Problem to work on:
Rewrite the lines of the items below as a numbered list, omitting any blank lines.
***** Dataset
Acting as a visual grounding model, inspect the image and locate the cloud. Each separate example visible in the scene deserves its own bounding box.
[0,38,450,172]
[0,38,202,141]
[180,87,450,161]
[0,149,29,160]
**********
Completed exercise:
1. Acting as a visual grounding model, inspect the image and locate the cloud. Each separate example visible in the scene deserves its own bounding box.
2. [0,38,450,172]
3. [0,38,202,141]
4. [180,87,450,161]
5. [0,149,29,160]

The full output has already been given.